DIRECTION => Copy the entries starting at the line that contains "of the rusty" and ending at the line that contains "<point>375,532</point>", changing "rail" to "track" and leaving everything else the same.

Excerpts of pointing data
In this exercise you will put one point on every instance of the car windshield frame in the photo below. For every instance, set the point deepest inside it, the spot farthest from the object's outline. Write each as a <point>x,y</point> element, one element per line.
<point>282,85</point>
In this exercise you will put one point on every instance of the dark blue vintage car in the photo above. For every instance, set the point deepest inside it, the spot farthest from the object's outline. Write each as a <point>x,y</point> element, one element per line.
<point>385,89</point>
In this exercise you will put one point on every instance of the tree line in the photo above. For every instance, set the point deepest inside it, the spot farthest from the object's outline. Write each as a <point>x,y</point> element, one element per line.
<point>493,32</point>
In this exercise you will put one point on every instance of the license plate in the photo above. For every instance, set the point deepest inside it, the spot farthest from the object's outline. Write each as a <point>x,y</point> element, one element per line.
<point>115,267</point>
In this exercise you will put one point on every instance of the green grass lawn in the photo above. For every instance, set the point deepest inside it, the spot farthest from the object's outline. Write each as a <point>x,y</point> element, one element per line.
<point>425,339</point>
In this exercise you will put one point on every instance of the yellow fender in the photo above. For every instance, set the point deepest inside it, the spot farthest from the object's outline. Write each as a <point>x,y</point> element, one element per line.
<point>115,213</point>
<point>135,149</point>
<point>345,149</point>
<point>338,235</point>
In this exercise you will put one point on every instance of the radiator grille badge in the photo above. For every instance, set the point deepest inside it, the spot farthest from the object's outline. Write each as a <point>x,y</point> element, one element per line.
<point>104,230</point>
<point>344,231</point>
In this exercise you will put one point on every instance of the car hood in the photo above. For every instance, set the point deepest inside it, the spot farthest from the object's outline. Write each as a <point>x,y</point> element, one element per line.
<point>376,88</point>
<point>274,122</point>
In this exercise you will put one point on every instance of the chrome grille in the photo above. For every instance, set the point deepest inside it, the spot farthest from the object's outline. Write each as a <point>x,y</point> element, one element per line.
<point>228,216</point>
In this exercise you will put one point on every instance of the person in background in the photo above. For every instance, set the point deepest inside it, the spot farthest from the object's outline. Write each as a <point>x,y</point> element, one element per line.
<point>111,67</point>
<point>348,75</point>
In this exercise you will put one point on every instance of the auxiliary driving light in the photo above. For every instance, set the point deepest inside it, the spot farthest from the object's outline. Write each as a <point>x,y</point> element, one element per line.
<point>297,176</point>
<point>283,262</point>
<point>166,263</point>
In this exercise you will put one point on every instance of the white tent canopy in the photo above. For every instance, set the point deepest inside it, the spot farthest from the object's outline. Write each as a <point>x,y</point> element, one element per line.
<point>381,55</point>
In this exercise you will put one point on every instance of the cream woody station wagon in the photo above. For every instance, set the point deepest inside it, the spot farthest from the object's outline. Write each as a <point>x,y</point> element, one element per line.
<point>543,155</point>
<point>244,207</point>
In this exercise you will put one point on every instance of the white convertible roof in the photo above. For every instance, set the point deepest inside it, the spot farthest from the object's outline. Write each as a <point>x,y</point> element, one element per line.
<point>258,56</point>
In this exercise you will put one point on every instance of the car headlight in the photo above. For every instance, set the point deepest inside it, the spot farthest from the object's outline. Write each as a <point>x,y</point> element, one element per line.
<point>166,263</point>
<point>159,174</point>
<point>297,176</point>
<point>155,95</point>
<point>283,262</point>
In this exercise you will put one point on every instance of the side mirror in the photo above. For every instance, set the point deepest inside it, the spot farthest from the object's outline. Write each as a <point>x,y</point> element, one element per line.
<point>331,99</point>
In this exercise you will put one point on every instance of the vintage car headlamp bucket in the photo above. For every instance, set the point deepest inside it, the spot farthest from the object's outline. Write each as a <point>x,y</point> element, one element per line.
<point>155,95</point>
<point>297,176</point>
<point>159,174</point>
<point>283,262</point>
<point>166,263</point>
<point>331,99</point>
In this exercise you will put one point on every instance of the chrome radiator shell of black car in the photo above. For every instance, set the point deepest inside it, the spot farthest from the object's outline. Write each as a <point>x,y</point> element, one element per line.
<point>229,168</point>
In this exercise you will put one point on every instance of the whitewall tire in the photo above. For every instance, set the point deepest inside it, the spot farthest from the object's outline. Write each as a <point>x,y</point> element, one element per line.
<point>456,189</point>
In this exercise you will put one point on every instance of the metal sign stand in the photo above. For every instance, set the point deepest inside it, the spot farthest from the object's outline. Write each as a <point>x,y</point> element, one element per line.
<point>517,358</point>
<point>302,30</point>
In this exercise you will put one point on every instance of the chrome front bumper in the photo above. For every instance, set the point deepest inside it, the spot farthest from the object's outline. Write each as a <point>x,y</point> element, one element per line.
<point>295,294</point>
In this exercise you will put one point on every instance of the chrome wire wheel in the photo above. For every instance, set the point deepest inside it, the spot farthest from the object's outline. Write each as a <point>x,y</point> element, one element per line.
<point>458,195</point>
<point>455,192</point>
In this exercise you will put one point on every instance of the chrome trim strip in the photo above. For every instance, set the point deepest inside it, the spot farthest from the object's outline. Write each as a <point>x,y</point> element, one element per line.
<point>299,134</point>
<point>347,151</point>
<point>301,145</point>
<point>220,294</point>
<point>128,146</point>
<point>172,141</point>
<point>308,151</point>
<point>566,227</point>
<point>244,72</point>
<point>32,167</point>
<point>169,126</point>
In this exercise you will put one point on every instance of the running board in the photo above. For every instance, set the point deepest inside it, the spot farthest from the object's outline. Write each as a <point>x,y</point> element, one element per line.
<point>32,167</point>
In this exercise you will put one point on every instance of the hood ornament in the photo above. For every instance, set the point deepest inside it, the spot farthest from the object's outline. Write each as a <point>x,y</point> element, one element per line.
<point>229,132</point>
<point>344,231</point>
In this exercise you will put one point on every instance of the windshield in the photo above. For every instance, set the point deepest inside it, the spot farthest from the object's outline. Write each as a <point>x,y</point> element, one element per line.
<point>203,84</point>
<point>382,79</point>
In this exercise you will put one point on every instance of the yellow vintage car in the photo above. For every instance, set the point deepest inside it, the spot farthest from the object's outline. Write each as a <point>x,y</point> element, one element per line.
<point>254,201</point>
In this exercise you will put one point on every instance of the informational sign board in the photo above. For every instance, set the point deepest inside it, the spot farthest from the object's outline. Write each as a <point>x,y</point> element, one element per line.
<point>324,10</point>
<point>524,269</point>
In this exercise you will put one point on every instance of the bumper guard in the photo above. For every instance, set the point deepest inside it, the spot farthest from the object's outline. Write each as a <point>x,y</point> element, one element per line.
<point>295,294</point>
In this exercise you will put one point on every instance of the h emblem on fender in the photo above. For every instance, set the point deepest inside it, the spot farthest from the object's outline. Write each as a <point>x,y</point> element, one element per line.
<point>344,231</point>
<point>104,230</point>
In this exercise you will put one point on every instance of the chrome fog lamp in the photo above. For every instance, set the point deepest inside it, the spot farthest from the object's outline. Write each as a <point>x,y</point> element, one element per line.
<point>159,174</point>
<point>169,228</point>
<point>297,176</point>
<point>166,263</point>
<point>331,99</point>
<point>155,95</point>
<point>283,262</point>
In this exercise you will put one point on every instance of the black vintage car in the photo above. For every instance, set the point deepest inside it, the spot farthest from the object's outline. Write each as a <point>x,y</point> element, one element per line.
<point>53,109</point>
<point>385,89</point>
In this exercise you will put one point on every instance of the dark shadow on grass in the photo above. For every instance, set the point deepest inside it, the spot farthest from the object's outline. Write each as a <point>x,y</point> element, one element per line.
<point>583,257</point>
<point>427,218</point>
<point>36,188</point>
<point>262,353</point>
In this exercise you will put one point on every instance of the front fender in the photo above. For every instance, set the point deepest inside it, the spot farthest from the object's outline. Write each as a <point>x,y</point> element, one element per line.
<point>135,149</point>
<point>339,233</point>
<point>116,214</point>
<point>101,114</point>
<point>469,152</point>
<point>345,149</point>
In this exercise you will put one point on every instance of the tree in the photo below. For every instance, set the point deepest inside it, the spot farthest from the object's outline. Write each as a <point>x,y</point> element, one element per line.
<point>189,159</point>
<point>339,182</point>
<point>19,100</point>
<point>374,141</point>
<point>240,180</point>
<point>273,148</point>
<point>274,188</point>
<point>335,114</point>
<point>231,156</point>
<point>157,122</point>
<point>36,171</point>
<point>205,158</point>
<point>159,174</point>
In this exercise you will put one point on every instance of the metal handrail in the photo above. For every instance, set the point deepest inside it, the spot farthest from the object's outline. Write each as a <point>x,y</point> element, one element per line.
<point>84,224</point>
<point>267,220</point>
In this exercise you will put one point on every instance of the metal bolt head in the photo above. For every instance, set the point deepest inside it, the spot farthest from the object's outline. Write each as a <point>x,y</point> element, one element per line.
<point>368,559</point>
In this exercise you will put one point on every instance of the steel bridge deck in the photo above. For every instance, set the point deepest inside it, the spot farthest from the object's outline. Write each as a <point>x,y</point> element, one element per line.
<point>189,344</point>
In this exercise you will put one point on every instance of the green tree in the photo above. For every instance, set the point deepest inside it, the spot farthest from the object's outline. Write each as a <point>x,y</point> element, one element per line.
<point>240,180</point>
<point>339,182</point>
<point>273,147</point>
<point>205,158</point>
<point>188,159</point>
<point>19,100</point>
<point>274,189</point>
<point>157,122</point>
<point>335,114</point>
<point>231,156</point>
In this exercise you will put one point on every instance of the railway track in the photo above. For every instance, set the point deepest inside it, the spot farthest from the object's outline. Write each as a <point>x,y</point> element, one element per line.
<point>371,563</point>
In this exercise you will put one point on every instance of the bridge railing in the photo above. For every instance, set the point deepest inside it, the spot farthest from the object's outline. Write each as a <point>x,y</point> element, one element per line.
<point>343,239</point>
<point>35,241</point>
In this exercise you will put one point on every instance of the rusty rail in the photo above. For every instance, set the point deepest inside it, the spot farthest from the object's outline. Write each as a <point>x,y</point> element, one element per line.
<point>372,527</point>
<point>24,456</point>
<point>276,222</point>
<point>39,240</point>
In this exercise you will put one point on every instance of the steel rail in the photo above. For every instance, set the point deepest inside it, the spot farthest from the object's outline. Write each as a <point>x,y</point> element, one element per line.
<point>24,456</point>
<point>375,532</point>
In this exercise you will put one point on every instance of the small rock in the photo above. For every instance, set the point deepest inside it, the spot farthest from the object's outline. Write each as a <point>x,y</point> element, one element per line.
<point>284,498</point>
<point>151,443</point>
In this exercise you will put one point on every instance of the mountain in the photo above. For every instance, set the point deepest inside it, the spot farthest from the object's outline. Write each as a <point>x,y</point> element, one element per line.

RESULT FOR THIS TASK =>
In this exercise you will put one point on every instance of the rusty track in the photo above. For every instance, set the point deepest inside it, the spot farthest from the object's outline. Write each as a <point>x,y</point> element, one element per line.
<point>372,527</point>
<point>24,456</point>
<point>276,222</point>
<point>39,240</point>
In this exercise you will put one point on every instance of the steel track in the photo above. For every instance, set the point deepest inside it, the spot farthest from the object's outline. Write each as a <point>x,y</point> element, one element per line.
<point>24,456</point>
<point>375,532</point>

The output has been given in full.